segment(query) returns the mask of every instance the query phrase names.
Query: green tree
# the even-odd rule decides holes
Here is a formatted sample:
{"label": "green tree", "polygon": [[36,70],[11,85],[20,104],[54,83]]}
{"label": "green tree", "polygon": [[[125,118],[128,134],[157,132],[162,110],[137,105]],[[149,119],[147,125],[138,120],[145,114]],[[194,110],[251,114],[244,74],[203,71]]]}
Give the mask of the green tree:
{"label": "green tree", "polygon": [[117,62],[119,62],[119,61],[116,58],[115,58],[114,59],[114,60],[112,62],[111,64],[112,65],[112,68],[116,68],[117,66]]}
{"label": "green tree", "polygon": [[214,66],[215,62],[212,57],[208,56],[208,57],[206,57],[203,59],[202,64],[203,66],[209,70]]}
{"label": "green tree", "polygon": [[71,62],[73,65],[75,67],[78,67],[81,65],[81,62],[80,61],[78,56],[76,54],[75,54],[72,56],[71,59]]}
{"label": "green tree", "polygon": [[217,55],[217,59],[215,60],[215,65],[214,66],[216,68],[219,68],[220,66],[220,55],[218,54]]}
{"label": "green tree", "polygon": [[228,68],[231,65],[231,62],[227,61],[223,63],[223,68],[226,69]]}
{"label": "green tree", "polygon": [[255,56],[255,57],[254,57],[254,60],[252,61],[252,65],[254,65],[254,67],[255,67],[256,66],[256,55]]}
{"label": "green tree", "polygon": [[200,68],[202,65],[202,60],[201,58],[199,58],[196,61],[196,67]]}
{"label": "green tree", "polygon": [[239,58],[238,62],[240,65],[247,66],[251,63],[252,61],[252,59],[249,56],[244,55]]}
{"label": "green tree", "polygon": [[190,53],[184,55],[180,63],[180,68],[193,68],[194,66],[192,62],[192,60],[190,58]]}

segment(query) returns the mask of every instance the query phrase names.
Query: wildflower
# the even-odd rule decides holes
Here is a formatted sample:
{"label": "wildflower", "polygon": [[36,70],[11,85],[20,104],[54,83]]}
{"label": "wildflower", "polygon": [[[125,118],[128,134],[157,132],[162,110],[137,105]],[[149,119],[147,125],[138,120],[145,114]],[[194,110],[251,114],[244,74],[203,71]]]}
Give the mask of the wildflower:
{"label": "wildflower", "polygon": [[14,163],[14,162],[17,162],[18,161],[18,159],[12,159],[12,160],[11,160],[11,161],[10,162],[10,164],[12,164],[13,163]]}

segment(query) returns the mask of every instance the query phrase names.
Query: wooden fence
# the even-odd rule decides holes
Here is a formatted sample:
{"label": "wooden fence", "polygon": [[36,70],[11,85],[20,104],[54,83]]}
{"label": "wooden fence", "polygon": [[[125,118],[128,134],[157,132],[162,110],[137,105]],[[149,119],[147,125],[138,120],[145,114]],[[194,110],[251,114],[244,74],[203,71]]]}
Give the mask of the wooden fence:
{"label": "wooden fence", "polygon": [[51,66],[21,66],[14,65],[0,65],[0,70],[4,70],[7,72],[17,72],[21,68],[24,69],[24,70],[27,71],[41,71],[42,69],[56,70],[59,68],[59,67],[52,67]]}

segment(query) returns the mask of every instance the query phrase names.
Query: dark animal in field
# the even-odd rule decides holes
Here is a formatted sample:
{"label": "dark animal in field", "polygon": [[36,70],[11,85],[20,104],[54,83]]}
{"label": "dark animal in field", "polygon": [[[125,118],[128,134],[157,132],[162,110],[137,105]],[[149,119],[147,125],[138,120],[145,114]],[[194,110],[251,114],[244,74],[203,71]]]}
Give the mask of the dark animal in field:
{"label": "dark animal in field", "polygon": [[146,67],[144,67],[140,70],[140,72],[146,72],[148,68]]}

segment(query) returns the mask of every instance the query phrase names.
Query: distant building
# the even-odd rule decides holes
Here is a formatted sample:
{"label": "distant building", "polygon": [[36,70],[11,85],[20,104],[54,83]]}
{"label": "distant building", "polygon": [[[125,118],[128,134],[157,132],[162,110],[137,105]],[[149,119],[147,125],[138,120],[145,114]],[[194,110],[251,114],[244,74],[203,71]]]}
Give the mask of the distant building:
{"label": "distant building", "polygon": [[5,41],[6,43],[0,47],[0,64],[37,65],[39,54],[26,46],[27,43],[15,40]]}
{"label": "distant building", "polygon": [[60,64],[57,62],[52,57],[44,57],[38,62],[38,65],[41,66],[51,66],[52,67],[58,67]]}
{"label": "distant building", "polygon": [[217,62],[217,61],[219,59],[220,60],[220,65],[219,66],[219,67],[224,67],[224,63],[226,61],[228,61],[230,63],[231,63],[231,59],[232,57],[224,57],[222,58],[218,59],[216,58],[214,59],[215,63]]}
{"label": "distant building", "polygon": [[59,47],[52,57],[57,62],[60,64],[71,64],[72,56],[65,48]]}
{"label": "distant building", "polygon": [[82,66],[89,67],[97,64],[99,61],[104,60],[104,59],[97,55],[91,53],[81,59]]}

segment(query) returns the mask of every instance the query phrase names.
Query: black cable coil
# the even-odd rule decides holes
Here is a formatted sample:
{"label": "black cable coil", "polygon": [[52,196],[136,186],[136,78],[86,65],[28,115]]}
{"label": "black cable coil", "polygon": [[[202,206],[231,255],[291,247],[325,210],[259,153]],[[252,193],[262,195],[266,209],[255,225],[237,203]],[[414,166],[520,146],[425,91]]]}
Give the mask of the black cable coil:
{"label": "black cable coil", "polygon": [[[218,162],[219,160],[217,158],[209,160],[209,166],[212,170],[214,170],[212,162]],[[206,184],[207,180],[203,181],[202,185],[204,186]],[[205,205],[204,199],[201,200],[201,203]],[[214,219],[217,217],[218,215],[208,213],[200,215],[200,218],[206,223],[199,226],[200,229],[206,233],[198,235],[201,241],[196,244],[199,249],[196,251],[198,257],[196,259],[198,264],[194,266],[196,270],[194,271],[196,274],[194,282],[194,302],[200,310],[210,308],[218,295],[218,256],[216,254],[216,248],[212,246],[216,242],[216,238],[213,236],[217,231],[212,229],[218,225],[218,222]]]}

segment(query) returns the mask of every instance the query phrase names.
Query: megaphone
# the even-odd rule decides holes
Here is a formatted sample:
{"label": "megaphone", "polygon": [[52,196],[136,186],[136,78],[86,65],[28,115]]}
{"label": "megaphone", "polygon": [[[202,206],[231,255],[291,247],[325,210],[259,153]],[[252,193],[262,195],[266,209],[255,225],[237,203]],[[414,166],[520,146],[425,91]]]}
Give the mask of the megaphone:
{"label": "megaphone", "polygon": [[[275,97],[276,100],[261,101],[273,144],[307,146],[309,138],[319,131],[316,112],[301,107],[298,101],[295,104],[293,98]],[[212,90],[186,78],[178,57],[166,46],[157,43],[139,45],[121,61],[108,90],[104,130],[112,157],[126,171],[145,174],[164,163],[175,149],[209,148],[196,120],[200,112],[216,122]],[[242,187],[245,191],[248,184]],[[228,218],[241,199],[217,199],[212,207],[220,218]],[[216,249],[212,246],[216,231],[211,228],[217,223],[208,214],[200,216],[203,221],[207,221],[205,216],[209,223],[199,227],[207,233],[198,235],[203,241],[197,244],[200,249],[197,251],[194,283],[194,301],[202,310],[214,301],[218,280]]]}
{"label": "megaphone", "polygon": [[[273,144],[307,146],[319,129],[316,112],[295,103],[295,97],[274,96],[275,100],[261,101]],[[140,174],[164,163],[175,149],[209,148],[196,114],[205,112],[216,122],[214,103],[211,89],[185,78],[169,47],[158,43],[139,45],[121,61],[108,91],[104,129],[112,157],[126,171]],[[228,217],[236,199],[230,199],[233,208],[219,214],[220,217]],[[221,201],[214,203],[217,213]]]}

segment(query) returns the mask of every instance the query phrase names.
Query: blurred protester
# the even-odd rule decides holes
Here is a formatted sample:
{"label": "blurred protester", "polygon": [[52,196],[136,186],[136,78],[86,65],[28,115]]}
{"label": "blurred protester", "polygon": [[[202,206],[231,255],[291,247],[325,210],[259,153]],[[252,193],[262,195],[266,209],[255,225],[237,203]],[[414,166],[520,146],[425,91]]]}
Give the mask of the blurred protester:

============================================================

▶ _WHAT TO PRODUCE_
Count how many of the lines above contain the string "building", and reply with the number alone.

▶ _SOLUTION BELOW_
9